▶ _REQUIREMENTS_: Reproduce the stretch of the data below that runs from the line containing "phrase -- wood plank floor" through the end of the data. Replace "round mirror" with "oval mirror" and leave everything else unchanged.

--- TASK INPUTS ---

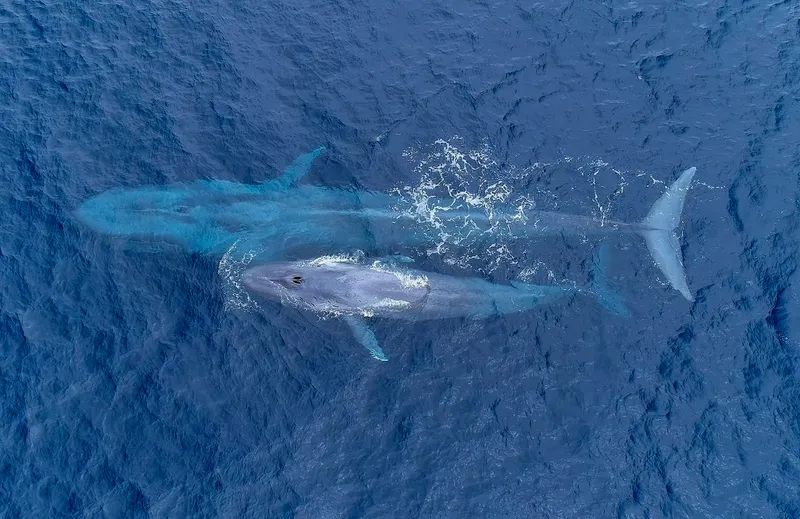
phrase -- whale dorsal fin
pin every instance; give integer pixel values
(365, 336)
(295, 171)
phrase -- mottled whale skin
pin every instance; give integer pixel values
(286, 219)
(356, 290)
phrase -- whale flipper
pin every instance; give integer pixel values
(658, 229)
(365, 336)
(295, 171)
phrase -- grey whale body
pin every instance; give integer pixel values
(285, 219)
(354, 291)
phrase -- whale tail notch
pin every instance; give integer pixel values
(659, 231)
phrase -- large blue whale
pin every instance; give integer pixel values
(287, 219)
(355, 290)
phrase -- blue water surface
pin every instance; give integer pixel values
(129, 388)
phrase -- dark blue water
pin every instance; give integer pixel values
(128, 390)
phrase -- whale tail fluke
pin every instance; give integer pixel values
(599, 287)
(659, 231)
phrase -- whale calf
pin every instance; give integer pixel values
(355, 291)
(285, 219)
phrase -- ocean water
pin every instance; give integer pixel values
(134, 383)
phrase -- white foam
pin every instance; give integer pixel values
(231, 266)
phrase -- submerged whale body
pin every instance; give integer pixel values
(354, 291)
(289, 219)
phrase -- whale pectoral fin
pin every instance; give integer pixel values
(296, 170)
(365, 336)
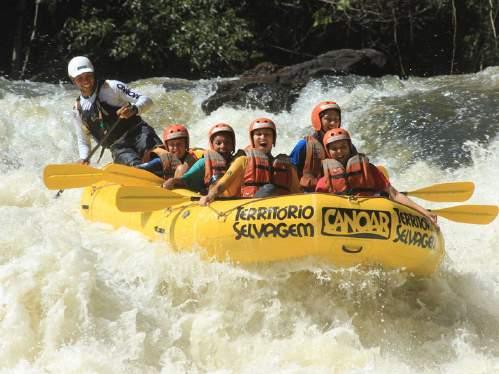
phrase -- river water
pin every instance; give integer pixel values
(80, 297)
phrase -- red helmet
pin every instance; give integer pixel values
(318, 109)
(221, 127)
(334, 135)
(176, 131)
(262, 123)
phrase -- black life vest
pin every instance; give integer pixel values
(100, 117)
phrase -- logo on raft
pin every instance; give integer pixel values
(414, 230)
(250, 222)
(357, 223)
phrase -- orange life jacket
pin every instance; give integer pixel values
(259, 171)
(170, 161)
(214, 165)
(312, 167)
(355, 179)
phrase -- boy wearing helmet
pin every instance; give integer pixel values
(108, 111)
(308, 153)
(257, 170)
(348, 172)
(174, 157)
(214, 163)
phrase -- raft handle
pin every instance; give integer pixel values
(351, 249)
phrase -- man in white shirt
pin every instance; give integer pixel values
(108, 111)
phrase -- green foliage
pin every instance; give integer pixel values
(201, 35)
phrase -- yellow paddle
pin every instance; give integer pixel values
(146, 199)
(445, 192)
(62, 176)
(130, 176)
(476, 214)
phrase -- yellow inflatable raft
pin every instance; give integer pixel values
(345, 231)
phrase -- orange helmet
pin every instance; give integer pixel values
(262, 123)
(334, 135)
(176, 131)
(221, 127)
(318, 109)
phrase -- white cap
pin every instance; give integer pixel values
(79, 65)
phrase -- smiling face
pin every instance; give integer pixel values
(340, 150)
(178, 147)
(223, 144)
(330, 119)
(263, 139)
(86, 83)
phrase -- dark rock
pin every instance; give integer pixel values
(274, 88)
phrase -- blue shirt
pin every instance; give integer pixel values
(194, 177)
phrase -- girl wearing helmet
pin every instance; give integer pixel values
(174, 157)
(213, 165)
(308, 153)
(348, 172)
(108, 111)
(257, 168)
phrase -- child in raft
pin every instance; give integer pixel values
(214, 163)
(258, 173)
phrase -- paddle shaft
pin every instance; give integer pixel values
(94, 149)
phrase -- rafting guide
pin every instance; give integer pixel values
(108, 111)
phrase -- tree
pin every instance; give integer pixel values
(192, 36)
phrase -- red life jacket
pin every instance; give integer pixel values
(170, 161)
(312, 167)
(259, 172)
(355, 179)
(214, 165)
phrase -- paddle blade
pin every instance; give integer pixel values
(475, 214)
(383, 171)
(146, 199)
(130, 176)
(445, 192)
(64, 176)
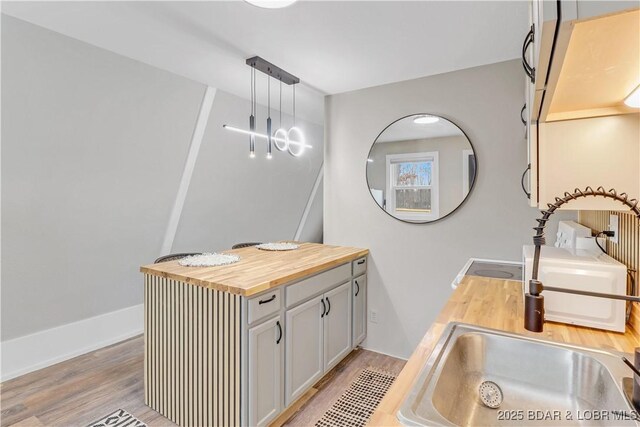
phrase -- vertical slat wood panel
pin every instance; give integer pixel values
(627, 250)
(192, 353)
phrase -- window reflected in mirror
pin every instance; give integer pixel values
(421, 168)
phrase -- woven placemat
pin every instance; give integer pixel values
(357, 403)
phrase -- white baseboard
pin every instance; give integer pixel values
(375, 350)
(29, 353)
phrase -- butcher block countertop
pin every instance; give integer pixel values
(259, 270)
(496, 304)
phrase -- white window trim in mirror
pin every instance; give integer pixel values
(390, 203)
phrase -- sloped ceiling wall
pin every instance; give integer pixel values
(233, 198)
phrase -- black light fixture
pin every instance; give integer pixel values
(292, 140)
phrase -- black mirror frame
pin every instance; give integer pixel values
(473, 184)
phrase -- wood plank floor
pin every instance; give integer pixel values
(88, 387)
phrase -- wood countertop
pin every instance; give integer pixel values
(259, 270)
(496, 304)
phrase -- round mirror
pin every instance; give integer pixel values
(421, 168)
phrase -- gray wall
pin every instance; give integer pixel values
(233, 198)
(449, 166)
(412, 266)
(93, 148)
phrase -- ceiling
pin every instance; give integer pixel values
(406, 130)
(333, 46)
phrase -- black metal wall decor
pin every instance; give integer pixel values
(292, 140)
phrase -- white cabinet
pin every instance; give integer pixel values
(318, 336)
(337, 325)
(266, 363)
(297, 333)
(359, 292)
(304, 344)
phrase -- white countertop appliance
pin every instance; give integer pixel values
(585, 270)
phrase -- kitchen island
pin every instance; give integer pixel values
(237, 344)
(496, 304)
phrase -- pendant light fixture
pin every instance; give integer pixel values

---

▶ _WORKED ANSWER_:
phrase -- wood plank floor
pin every instance; give integer pixel values
(88, 387)
phrase -- wood countertop
pin every instance; give integer pixel values
(259, 270)
(496, 304)
phrase -- oval mirror
pin every instance; give integer pixel values
(421, 168)
phrase -- gray wall
pin every instance; give integer pixel values
(233, 198)
(449, 166)
(412, 266)
(93, 148)
phrase -- ceiling
pin every instance; give integer pixel values
(406, 130)
(333, 46)
phrase -- black metal wall decor
pin every instance; give integer pixel values
(292, 140)
phrase -- white cabinet
pin every instance; give integer pixel values
(318, 336)
(337, 325)
(266, 363)
(297, 333)
(359, 292)
(304, 344)
phrase -- white countertop appliance
pin every instance; give integer pixel values
(585, 270)
phrase -- kitchen island
pin every instance; give integer pixel values
(237, 344)
(496, 304)
phrase -- pendant light fixture
pin every instance; give integer pixel values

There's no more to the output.